** Action item **
Count how many lines of the material hold "below". Respond with that number alone.

** Records for this exercise **
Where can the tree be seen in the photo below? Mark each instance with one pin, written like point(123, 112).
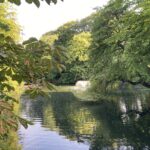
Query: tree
point(119, 50)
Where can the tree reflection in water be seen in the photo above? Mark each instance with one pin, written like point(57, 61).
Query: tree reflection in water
point(120, 124)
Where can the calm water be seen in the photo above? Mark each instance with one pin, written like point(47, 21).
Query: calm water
point(65, 123)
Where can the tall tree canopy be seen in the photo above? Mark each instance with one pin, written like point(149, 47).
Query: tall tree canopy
point(120, 49)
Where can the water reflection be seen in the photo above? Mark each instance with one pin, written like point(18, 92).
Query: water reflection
point(64, 122)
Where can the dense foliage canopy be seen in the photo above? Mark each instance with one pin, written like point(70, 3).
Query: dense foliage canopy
point(121, 44)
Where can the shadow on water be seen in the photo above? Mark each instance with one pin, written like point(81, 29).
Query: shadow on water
point(120, 124)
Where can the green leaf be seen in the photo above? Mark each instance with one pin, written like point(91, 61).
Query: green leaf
point(36, 2)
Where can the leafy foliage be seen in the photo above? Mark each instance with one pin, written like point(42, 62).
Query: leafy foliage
point(120, 44)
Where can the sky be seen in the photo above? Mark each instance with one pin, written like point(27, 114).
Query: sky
point(37, 21)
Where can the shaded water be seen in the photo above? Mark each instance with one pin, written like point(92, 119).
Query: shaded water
point(66, 123)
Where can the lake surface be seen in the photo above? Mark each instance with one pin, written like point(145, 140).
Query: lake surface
point(63, 122)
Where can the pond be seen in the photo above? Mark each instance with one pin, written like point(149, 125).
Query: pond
point(64, 122)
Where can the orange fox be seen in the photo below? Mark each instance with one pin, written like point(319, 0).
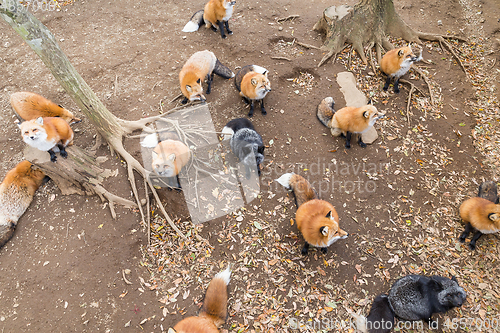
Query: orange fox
point(16, 194)
point(169, 157)
point(397, 63)
point(253, 84)
point(29, 106)
point(317, 220)
point(201, 65)
point(50, 134)
point(348, 120)
point(214, 310)
point(480, 215)
point(216, 14)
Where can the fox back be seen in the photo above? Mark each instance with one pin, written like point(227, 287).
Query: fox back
point(482, 214)
point(16, 194)
point(169, 157)
point(218, 11)
point(318, 222)
point(397, 62)
point(354, 120)
point(194, 71)
point(29, 106)
point(46, 133)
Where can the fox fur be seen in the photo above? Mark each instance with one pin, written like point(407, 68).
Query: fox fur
point(50, 134)
point(28, 105)
point(412, 298)
point(348, 120)
point(16, 194)
point(200, 66)
point(397, 63)
point(213, 312)
point(253, 85)
point(317, 220)
point(481, 216)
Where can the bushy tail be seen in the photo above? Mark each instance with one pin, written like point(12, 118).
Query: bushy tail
point(325, 111)
point(6, 232)
point(222, 70)
point(379, 320)
point(301, 188)
point(195, 22)
point(215, 303)
point(488, 190)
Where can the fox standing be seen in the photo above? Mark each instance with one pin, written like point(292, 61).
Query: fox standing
point(16, 194)
point(253, 85)
point(348, 120)
point(216, 14)
point(200, 66)
point(481, 215)
point(397, 63)
point(30, 106)
point(213, 313)
point(48, 133)
point(317, 219)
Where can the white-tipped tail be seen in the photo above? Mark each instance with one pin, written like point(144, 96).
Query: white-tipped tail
point(150, 141)
point(258, 69)
point(360, 322)
point(224, 275)
point(285, 179)
point(227, 132)
point(190, 27)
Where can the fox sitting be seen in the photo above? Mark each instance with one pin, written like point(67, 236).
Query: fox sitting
point(481, 214)
point(200, 66)
point(213, 312)
point(216, 14)
point(253, 85)
point(16, 194)
point(348, 120)
point(29, 106)
point(397, 63)
point(50, 134)
point(317, 220)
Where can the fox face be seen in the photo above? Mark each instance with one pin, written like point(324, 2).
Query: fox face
point(33, 131)
point(261, 85)
point(330, 230)
point(195, 91)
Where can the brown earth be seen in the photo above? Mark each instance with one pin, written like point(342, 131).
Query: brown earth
point(63, 270)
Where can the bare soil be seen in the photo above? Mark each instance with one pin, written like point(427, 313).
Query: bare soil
point(63, 270)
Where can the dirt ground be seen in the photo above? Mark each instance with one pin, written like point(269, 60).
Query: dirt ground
point(64, 269)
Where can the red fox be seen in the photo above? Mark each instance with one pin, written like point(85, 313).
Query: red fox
point(396, 63)
point(29, 106)
point(201, 65)
point(253, 84)
point(16, 194)
point(213, 313)
point(48, 133)
point(480, 215)
point(216, 14)
point(169, 157)
point(317, 220)
point(348, 120)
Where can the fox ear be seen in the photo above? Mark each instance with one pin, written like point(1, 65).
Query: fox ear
point(494, 217)
point(171, 157)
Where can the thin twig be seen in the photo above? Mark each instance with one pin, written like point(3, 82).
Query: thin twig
point(290, 17)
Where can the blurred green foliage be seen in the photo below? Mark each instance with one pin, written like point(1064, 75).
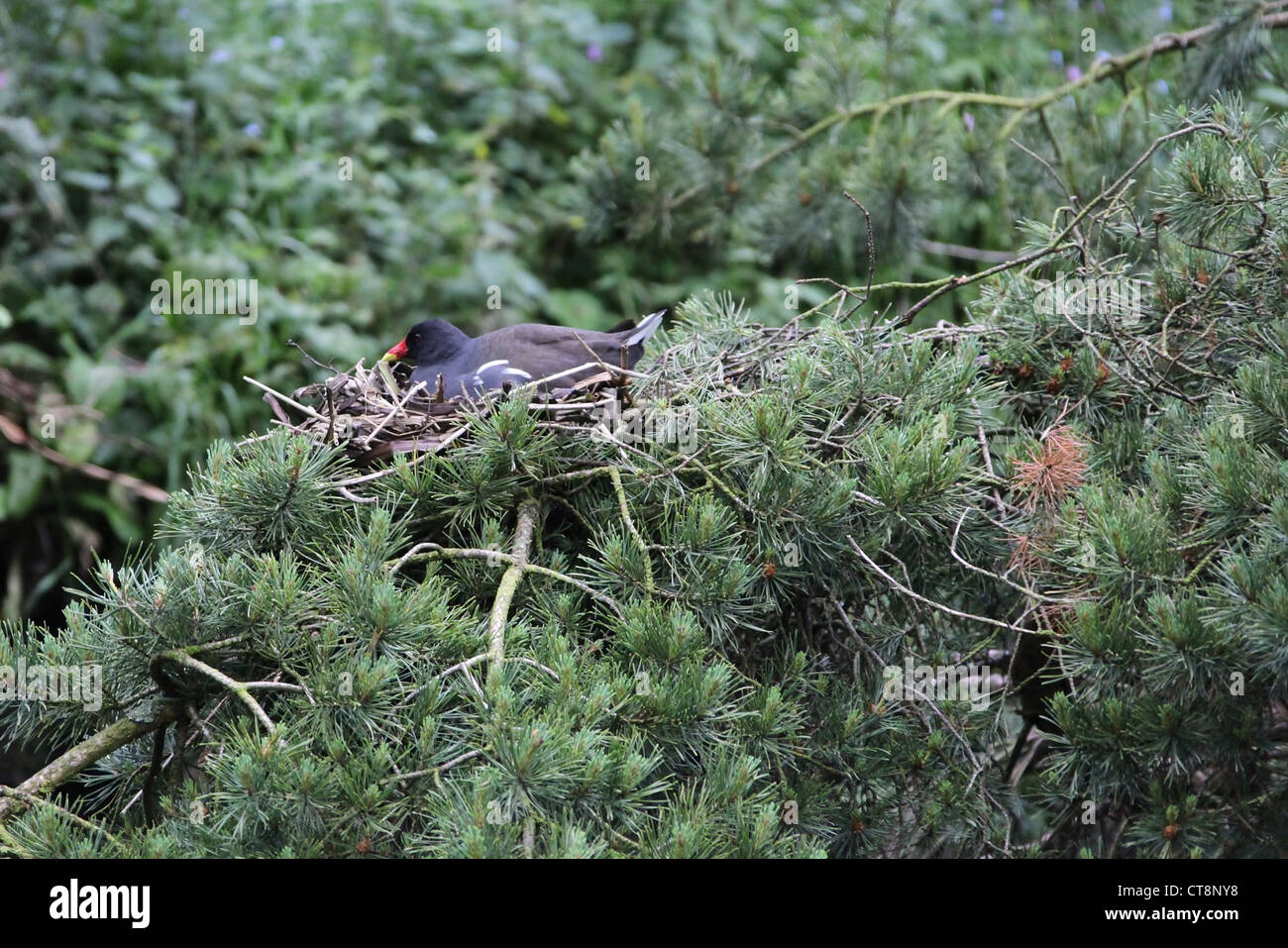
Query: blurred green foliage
point(132, 147)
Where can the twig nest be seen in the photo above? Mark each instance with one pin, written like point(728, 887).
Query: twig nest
point(374, 412)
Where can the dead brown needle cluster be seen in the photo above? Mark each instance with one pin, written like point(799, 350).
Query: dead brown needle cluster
point(1054, 471)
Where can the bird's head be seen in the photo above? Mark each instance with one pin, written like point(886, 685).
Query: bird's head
point(428, 343)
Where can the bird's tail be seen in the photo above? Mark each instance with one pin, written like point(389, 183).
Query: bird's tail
point(647, 327)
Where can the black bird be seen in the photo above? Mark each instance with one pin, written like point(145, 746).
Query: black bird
point(516, 355)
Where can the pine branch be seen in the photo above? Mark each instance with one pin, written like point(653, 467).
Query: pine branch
point(78, 758)
point(523, 531)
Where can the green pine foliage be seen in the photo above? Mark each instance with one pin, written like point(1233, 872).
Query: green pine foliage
point(553, 642)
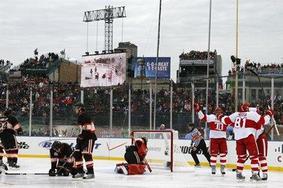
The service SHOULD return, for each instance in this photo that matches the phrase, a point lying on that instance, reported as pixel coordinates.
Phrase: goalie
(135, 157)
(61, 155)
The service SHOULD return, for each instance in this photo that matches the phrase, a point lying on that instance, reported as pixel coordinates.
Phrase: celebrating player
(61, 159)
(245, 125)
(135, 157)
(84, 145)
(217, 135)
(261, 140)
(9, 128)
(197, 144)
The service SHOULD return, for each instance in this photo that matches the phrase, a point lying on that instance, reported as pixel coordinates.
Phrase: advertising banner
(145, 67)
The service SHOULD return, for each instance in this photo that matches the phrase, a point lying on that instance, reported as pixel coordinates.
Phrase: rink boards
(114, 149)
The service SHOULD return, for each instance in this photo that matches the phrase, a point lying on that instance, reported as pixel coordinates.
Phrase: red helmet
(218, 110)
(245, 107)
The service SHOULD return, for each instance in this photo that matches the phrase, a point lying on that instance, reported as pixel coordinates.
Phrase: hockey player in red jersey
(217, 135)
(245, 124)
(135, 157)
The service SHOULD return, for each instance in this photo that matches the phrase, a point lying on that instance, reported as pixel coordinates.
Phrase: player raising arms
(9, 128)
(85, 143)
(261, 140)
(245, 124)
(217, 135)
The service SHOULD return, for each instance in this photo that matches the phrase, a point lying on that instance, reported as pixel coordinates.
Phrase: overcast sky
(53, 25)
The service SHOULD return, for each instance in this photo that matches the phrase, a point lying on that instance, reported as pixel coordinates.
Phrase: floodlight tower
(108, 14)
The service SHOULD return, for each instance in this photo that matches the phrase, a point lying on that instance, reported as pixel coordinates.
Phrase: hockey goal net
(160, 146)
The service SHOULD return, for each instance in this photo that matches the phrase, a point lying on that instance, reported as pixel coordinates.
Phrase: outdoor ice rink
(105, 177)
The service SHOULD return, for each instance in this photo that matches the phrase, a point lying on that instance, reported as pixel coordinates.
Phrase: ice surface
(105, 177)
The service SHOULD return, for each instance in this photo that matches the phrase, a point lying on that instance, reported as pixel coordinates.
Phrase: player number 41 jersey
(217, 128)
(245, 123)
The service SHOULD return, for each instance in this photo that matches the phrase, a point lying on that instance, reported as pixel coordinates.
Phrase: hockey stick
(24, 173)
(272, 118)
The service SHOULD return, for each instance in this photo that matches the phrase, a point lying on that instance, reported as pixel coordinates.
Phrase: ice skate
(89, 176)
(255, 177)
(222, 169)
(264, 176)
(240, 176)
(213, 170)
(78, 175)
(13, 165)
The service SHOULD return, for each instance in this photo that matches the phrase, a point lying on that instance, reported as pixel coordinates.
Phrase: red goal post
(156, 140)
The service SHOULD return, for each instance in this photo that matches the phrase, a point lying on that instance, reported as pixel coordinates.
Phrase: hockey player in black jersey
(9, 128)
(85, 144)
(62, 161)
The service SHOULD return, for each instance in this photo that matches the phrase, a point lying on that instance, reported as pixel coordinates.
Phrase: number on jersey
(3, 125)
(219, 126)
(240, 122)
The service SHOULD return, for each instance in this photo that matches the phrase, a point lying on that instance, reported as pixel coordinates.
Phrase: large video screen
(145, 66)
(103, 70)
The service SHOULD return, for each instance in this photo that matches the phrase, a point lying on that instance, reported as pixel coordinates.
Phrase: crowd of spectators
(41, 62)
(97, 100)
(271, 68)
(197, 55)
(265, 69)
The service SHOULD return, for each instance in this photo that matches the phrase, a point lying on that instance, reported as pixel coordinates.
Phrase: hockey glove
(270, 112)
(197, 107)
(52, 172)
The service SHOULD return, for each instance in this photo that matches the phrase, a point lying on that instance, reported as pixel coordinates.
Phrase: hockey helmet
(56, 145)
(218, 110)
(79, 106)
(144, 140)
(245, 107)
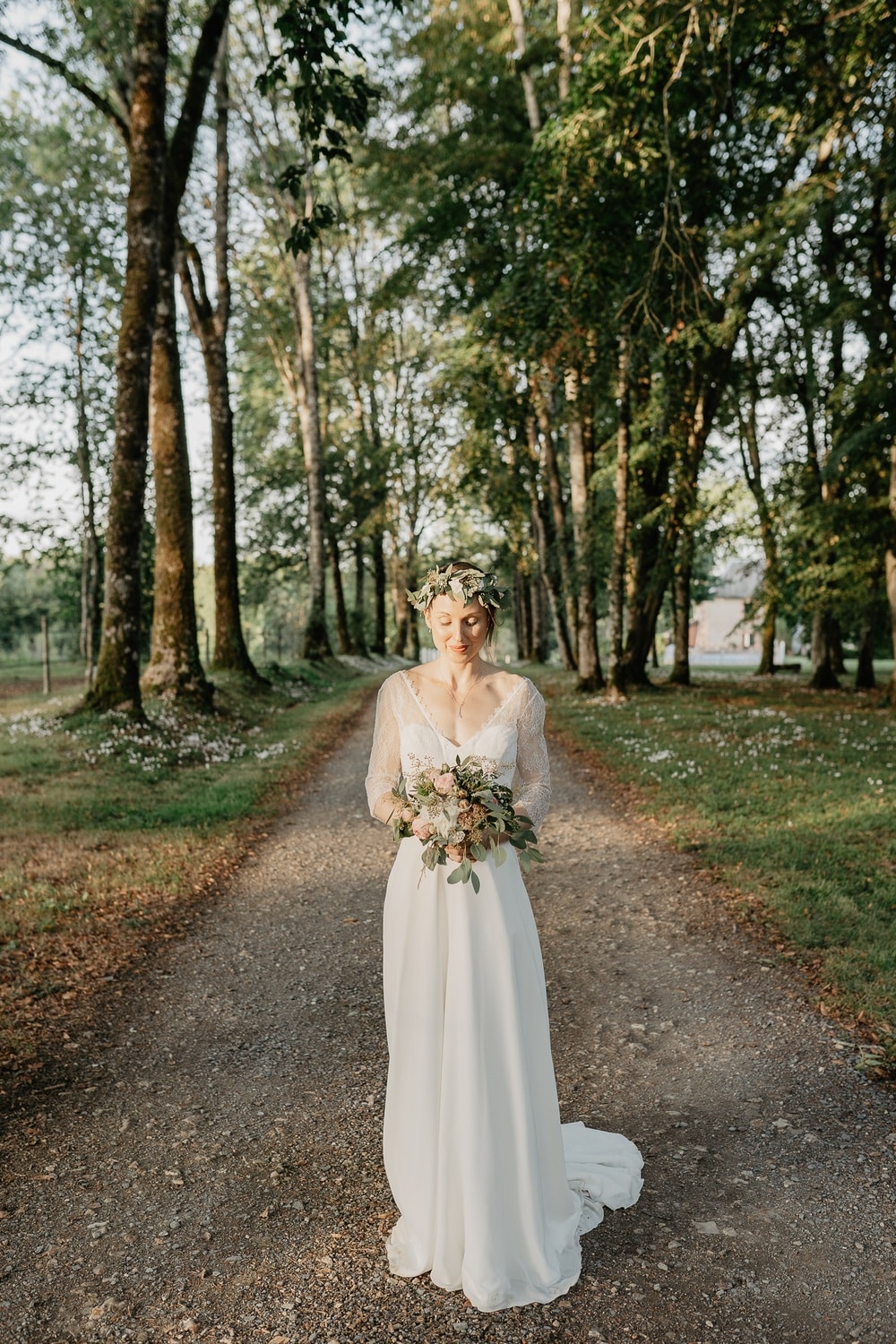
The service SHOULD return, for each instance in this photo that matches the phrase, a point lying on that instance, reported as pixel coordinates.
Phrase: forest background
(598, 295)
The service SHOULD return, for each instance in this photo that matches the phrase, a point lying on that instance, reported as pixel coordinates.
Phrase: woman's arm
(384, 769)
(532, 763)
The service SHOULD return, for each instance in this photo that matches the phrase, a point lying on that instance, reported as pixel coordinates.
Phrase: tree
(158, 174)
(61, 236)
(210, 322)
(330, 102)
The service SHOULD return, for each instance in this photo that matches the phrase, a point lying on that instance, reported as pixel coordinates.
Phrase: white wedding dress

** Your response **
3